----- Data listing

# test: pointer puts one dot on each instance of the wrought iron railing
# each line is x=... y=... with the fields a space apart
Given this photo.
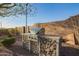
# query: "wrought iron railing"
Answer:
x=43 y=45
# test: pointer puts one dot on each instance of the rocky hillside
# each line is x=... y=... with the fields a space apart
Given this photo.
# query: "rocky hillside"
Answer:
x=68 y=29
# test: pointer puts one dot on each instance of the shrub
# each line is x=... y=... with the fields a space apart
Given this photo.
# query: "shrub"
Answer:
x=8 y=41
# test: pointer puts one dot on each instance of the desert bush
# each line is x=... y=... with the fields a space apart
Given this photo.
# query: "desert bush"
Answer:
x=8 y=41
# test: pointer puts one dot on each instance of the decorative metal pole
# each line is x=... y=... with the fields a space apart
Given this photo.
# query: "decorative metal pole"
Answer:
x=26 y=28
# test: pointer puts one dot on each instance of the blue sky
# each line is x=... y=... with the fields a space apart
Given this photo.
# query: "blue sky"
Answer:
x=44 y=12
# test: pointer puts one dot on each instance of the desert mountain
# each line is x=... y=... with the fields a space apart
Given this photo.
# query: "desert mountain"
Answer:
x=68 y=29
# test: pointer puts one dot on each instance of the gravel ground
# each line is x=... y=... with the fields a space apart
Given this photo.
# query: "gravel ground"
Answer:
x=18 y=50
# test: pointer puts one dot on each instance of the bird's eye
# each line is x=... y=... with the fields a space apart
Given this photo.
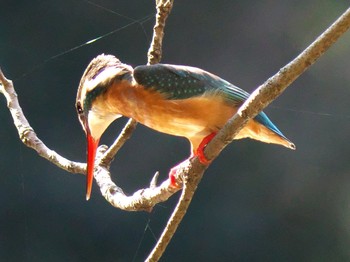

----------

Objective
Rewrite all of the items above, substituting "image" for every "photo" and leaving everything else unchanged, and omit the pictures.

Exercise solution
# test: pointer puts one dot on each instance of the wrought iron railing
# each line is x=... y=... with the fields a space apart
Given this image.
# query: "wrought iron railing"
Answer:
x=43 y=45
# test: pointer puts one dot on each instance of the rocky hillside
# each line is x=... y=... with the fields a space apart
Given this image.
# query: "rocky hillside"
Answer:
x=68 y=29
# test: pointer puts one dot on each instance of the shrub
# each line is x=... y=... with the fields a space apart
Given this image.
# query: "shrub"
Answer:
x=8 y=41
# test: pointer puts one dot on each instance of the desert bush
# each line is x=... y=... with the fields a space apart
Given this image.
# query: "desert bush"
Answer:
x=8 y=41
# test: pointer puts one dot on each instance of the decorative metal pole
# each line is x=... y=... with the fields a space apart
Given this image.
# query: "decorative metal pole"
Answer:
x=26 y=28
# test: pointer puts one dot on each instance of the blue sky
# each line is x=... y=... with the fields a space apart
Given this image.
# query: "blue sky"
Answer:
x=44 y=12
# test: pointer puts one dot on each instance of the desert mountain
# each line is x=... y=... with the fields a space apart
Given this image.
# query: "desert mountain"
Answer:
x=68 y=29
# test: pointer puts one dot on each instance of the gravel ground
# each line is x=... y=... with the fields a space apart
Given this image.
# query: "gravel ground"
Answer:
x=18 y=50
# test: pointer puts one dot on each instance of the bird's eye
# each line is x=... y=... with the fields a space apart
Given this image.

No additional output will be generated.